● Texto de lectura
= = =

Los camareros y el café con leche





¿Tan difícil es comprender que caliente no signfica ardiendo?


No falla. Tanto si vas a una cafetería de alto copete como a la modesta tasca de la esquina y pides un café con leche, tienes una probabilidad cercana al cien por cien de que te lo pongan hirviendo. No caliente, ni siquiera muy caliente; literalmente hirviendo. Y si, despistado, das ingenuamente un trago según te lo ponen, te abrasarás las papilas gustativas al tiempo que no podrás evitar acordarte de todos los antepasados del amable hostelero cuanto menos de veinte generaciones para acá.

= = =

(Datos de señalamiento sobre imágenes)

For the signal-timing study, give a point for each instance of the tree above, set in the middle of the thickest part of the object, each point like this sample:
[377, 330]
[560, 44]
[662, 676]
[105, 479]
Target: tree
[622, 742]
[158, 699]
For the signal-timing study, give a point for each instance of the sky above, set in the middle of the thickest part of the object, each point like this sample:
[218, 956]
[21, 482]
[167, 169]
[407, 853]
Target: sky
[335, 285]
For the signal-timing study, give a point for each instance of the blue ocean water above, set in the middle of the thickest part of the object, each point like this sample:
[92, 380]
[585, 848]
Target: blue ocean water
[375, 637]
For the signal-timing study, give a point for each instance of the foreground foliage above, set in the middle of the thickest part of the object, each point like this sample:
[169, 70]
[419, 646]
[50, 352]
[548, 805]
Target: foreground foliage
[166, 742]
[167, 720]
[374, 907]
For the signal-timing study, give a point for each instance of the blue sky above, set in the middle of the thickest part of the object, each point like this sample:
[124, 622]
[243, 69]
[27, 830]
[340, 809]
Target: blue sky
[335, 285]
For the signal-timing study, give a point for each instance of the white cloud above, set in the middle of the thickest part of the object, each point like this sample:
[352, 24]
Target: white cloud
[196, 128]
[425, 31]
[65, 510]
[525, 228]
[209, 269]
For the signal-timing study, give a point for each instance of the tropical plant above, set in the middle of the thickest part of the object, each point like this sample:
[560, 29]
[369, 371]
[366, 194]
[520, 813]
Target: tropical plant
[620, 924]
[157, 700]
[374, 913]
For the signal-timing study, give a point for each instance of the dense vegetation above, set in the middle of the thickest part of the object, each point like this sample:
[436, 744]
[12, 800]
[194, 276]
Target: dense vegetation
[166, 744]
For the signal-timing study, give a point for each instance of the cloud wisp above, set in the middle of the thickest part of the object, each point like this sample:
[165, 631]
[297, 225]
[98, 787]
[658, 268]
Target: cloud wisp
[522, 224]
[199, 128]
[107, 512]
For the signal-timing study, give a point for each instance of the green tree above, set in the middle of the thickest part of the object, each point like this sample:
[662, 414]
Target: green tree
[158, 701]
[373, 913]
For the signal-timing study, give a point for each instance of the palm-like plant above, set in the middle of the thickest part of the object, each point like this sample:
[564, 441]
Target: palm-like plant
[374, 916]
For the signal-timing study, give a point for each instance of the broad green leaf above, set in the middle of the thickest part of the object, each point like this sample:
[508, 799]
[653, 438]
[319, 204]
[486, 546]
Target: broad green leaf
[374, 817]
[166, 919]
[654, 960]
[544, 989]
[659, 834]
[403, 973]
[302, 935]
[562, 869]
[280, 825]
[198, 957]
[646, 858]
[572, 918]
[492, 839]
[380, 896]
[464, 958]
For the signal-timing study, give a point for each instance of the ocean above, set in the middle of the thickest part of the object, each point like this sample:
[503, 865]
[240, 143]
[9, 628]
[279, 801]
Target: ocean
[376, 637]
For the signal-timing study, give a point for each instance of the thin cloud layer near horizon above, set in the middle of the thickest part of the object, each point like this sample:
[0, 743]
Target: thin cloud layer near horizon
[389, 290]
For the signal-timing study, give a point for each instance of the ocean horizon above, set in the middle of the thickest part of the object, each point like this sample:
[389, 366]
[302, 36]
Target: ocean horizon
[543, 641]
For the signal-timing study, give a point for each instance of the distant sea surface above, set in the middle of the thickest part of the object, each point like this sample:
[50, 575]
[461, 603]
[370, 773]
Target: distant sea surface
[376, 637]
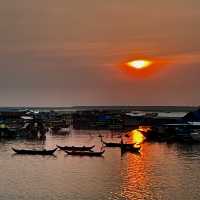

= = =

● Instrucciones de la tarea
¿Puedes devolver, sin cambiar nada, el fragmento del texto de arriba sobre los camareros y el café con leche que empieza en "Los camareros y" y termina en "generaciones para acá."?

● Solución
Los camareros y el café con leche





¿Tan difícil es comprender que caliente no signfica ardiendo?


No falla. Tanto si vas a una cafetería de alto copete como a la modesta tasca de la esquina y pides un café con leche, tienes una probabilidad cercana al cien por cien de que te lo pongan hirviendo. No caliente, ni siquiera muy caliente; literalmente hirviendo. Y si, despistado, das ingenuamente un trago según te lo ponen, te abrasarás las papilas gustativas al tiempo que no podrás evitar acordarte de todos los antepasados del amable hostelero cuanto menos de veinte generaciones para acá.